* _Consigne A_: Dans l'extrait sur les tiers-lieux de télétravail, relevez tout ce que le label doit garantir à l'identique quel que soit le lieu de corpoworking, selon le directeur régional.
* _Consigne B_: Prolongez l'extrait sur les tiers-lieux de télétravail au-delà de sa dernière phrase.

* _Extrait de texte_:
——————————

Pour autant pas question de créer des espaces n’importe où et n’importe comment. « Ce que nous souhaitons, c’est bâtir des solutions viables, économiquement équilibrées », poursuit François Magne. D’où l’implication des grandes entreprises de la région. « Nous avons sondé plusieurs grands groupes dont Airbus, ainsi que les entreprises de sous-traitance et d’autres structures sur la manière dont ils voient les choses par rapport au télétravail et sur leurs besoins ». Bilan : 30 % des effectifs salariés de ces entreprises sont éligibles au télétravail et le taux grimpe à près de 100 % dans certaines activités tertiaires. 

UN RÉSERVOIR DE CLIENTÈLE 

« Ces grands groupes, ces entreprises et autres peuvent apporter au gestionnaire du lieu la masse critique de salariés qui lui permettra d’équilibrer ses comptes et de rémunérer un animateur, quitte à y attirer également des indépendants ou des start-up », poursuit François Magne. Un animateur dont le rôle est essentiel « pour faire se rencontrer les start-up et les grands groupes ou développer les échanges avec l’économie locale, en créant par exemple avec un artisan local un point restauration ou des circuits courts, en mettant à disposition des vélos électriques pour se rendre sur le lieu, bref créer un écosystème vertueux. »

Action Logement s’est rapproché de start-up pour développer un outil de localisation de ces futurs tiers-lieux à partir des données de déplacements domicile/travail et de données anonymisées de localisation des domiciles des salariés éligibles au télétravail. Un « véritable outil d’aide à la décision, qui a manqué parfois à certaines initiatives locales, par exemple à Montauban où des lieux ont été ouverts, puis refermés parce qu’il n’y avait pas le public suffisant », rappelle François Magne. Action Logement s’est aussi entouré d’ergonomes, pour, ajoute-t-il « avoir un cahier des charges assez précis notamment sur le plan du respect des normes de qualité de vie au travail. » Un cahier des charges à l’élaboration duquel les entreprises sondées ont aussi d’une certaine manière participé. L’idée, détaille le directeur régional est de définir une sorte de label « qui permette d’assurer aux grands groupes et aux entreprises, que, quel que soit le lieu de corpoworking, les conditions de travail, la qualité d’accueil et d’animation, les conditions de sécurité, notamment de sécurité informatique, sont les mêmes. Aujourd’hui, ce n’est pas le cas. »

——————————

* _Données_:
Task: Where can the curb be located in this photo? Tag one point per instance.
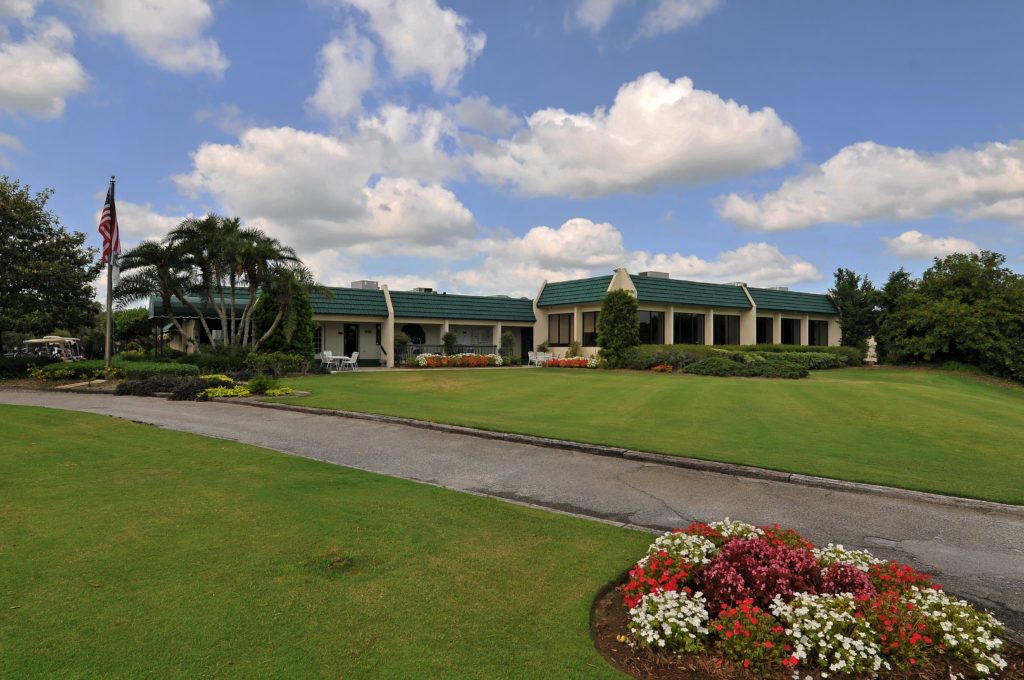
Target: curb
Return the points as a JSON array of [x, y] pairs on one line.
[[654, 459]]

——————————

* _Réponse A_:
- les conditions de travail
- la qualité d'accueil et d'animation
- les conditions de sécurité, notamment de sécurité informatique

* _Réponse B_:
Des travaux qui intéressent aussi la Région qui a entrepris d’attribuer aux tiers-lieux disséminés sur son territoire un label « Tiers Lieux Occitanie » en fonction de critères rigoureux. « Le Conseil régional est intéressé par notre démarche, parce que ces lieux sont extrêmement divers et variés. Or, quand on interroge les entreprises, au-delà de l’aspect qualitatif et de l’homogénéité du service offert, ce qu’elles réclament, c’est d’avoir un interlocuteur unique, donc éventuellement une centrale de réservation, ainsi qu’une tarification à peu près identique à l’échelle de l’Occitanie et en tout cas un système de facturation unique. On voit donc qu’on descend très vite dans le niveau de détails et c’est ce qui bloque aujourd’hui la mise en place ». Action Logement s’est donné trois mois, soit jusqu’à la fin de l’année, pour achever l’élaboration de ce cahier des charges qui devrait permettre au dispositif de se développer.

Alors qu’Action Logement travaille sur ces projets d’espaces de corpoworking en lien avec plusieurs bailleurs sociaux, deux lieux sont déjà pressentis. « L’un des dossiers les plus avancés concerne la friche industrielle de la Comtesse du Barry à Gimont. On a là la possibilité de développer 1 000 mètres carrés d’espaces dédiés au télétravail et éventuellement des logements temporaires meublés pour accueillir des jeunes en formation, en alternance et du logement plus pérenne », détaille François Magne. Le second dossier, sur lequel planche Action Logement avec Promologis, se situe au sud de l’agglomération, à Muret, « dans un projet de renouvellement urbain, juste à côté de la gare ce qui permet une desserte vers la métropole et dans l’autre sens également. Le lieu serait dédié à du logement inter générationnel dans les étages et disposerait d’un rez-de-chaussée d’une surface identique qui pourrait être dévolue à un espace de corpoworking », ajoute-t-il.

Sollicité par des mairies, des partenaires privés ou des bailleurs sociaux très intéressés par ce dispositif, Action Logement est à la recherche d’autres lieux pour couvrir les deux autres points cardinaux autour de Toulouse. « Notre métier n’est pas d’être gestionnaire ou constructeur de tiers-lieux, rappelle François Magne. L’objectif est d’amorcer la pompe, de le faire en lien avec les entreprises qui cotisent chez nous et ensuite de laisser cela vivre et se développer. » Dans le cadre de son plan d’investissement volontaire, Action Logement dispose, au niveau national, d’une enveloppe de près de 50 M€ pour lancer le dispositif et notamment « accompagner l’investissement à la place, le but étant ensuite de faire chuter les coûts afin que le système monte en puissance et puisse atteindre à terme l’équilibre ». Ce financement pourrait aller « de 8000 à 11 000 € la place », ajoute-t-il.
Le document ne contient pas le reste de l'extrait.